RECORDS SUPPLIED:
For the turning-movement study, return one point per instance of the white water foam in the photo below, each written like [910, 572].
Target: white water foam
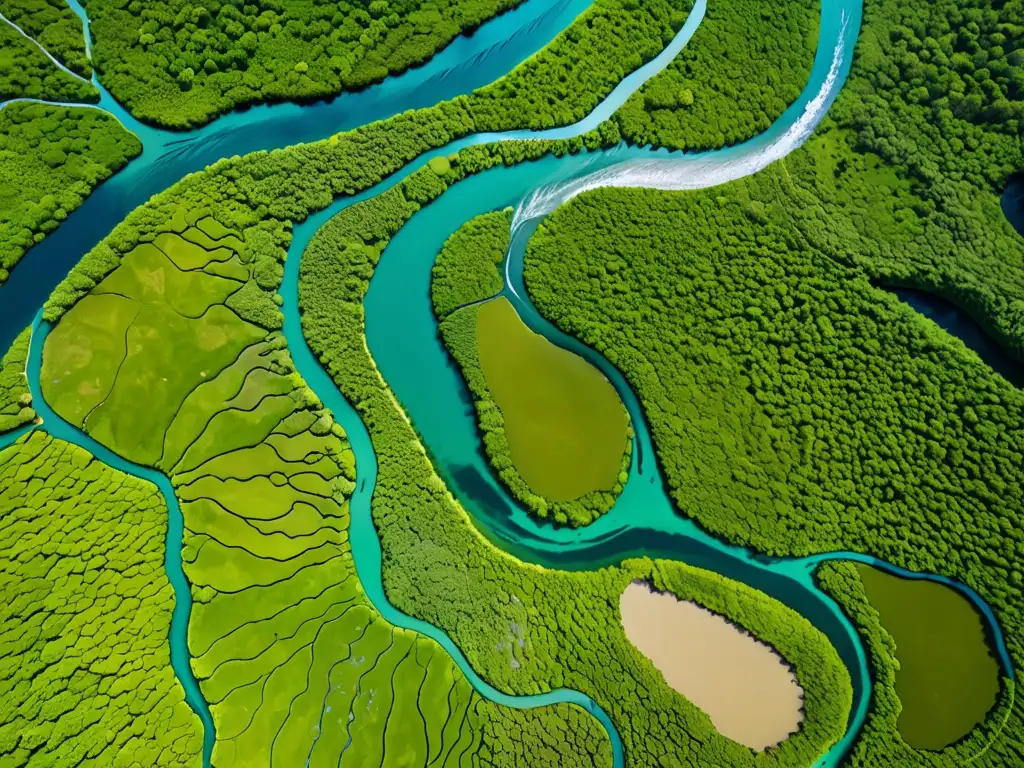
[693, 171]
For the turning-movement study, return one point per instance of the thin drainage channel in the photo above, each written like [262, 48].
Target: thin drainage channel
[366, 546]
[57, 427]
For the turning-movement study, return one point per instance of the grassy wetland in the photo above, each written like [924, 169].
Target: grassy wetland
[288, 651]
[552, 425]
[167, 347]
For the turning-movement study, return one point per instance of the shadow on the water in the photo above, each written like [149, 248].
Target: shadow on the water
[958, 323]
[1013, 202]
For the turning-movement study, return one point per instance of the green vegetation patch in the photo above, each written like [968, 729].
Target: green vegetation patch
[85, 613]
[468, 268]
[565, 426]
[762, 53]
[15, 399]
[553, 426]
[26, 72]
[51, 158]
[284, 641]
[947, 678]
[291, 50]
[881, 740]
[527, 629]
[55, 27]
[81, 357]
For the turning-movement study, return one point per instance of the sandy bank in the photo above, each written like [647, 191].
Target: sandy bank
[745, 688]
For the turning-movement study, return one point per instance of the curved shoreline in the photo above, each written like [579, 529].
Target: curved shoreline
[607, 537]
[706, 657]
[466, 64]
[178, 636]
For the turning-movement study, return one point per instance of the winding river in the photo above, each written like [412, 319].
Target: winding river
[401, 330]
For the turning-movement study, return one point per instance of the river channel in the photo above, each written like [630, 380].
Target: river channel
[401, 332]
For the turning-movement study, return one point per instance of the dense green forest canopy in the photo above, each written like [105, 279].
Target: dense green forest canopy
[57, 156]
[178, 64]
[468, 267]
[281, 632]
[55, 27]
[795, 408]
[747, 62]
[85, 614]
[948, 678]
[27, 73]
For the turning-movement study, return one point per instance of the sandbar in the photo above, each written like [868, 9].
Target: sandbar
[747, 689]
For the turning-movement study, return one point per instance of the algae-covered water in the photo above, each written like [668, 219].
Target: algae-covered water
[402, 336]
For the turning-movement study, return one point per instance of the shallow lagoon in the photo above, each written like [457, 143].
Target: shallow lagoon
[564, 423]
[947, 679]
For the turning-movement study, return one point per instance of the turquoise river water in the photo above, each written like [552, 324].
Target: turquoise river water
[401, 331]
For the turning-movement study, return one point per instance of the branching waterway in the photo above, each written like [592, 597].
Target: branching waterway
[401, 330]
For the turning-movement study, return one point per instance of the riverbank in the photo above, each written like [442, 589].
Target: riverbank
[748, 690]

==

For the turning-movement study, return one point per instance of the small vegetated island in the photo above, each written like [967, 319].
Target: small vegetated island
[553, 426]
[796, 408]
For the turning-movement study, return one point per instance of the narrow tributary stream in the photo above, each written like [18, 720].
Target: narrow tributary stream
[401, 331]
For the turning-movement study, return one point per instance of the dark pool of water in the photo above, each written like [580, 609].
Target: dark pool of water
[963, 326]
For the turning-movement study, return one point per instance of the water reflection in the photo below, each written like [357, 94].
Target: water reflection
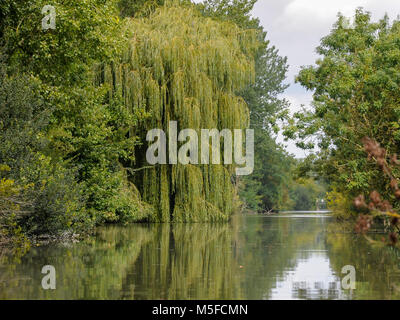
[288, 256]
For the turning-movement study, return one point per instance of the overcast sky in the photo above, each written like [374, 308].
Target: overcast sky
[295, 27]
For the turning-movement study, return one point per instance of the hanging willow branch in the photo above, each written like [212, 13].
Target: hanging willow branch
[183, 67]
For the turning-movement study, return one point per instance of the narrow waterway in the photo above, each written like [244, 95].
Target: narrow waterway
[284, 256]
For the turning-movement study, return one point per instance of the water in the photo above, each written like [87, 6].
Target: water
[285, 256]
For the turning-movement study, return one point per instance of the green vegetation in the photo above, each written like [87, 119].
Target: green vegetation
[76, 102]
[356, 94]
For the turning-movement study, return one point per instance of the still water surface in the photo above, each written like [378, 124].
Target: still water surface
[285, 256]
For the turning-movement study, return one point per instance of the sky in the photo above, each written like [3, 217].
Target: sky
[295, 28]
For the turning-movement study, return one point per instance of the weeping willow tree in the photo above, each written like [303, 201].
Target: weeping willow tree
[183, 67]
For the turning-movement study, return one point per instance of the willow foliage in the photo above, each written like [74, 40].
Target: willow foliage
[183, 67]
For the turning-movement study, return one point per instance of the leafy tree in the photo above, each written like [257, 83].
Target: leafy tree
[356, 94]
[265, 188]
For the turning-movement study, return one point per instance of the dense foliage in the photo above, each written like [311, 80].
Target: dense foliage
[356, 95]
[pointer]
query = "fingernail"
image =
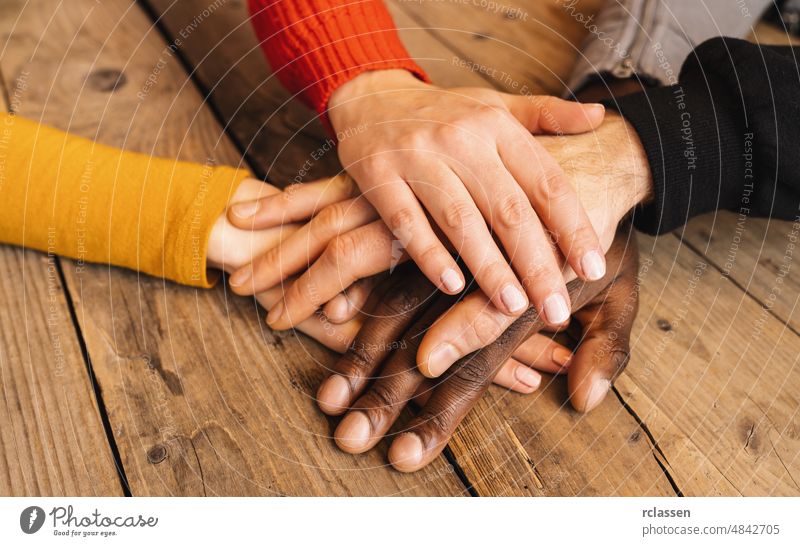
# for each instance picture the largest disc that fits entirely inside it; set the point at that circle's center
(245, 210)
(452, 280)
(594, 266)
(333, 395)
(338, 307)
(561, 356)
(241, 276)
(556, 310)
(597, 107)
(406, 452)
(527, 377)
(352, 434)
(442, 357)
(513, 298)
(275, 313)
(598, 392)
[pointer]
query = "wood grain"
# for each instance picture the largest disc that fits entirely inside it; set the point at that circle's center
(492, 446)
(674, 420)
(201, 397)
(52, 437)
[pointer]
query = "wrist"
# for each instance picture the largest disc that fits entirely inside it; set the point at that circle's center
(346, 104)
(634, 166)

REQUIRED WORK: Rewrite the material from the line that contains "like [910, 572]." through the line that contains "[1013, 202]", swapping "photo" for "image" and leaving everything else unchanged. Return only those lines, and omit the pictures.

ANSWER FOR THIS EXERCISE:
For the turning-movement study, return one point per instance of the white water foam in the image below, each written like [910, 572].
Target: white water foam
[693, 171]
For the turning-movement study, return one point per instance of the thin drainage channel in the image above, each written like [262, 48].
Target: thin drainage channel
[366, 546]
[57, 427]
For the turning-movement study, return one point per instance of the grassy wetland in the image above, each written like [924, 169].
Target: grassy wetland
[288, 651]
[552, 425]
[167, 347]
For the turning-movement study, return one point per instance of the shadow on the water in the image above, each written like [149, 248].
Target: shadow on the water
[958, 323]
[1013, 202]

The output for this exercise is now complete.